#### Requirements
Transcribe every line of the records below verbatim, leaving out the pictures.

#### Records to use
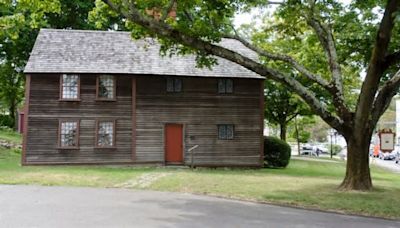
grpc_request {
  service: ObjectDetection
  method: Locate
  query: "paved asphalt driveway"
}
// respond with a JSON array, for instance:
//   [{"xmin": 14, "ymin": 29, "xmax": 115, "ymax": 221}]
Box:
[{"xmin": 0, "ymin": 185, "xmax": 400, "ymax": 228}]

#### Response
grpc_request {
  service: ObjectDetection
  method: Locate
  query: "paved asphalt driveway"
}
// respond with a JSON array, for instance:
//   [{"xmin": 14, "ymin": 29, "xmax": 115, "ymax": 221}]
Box:
[{"xmin": 0, "ymin": 185, "xmax": 400, "ymax": 228}]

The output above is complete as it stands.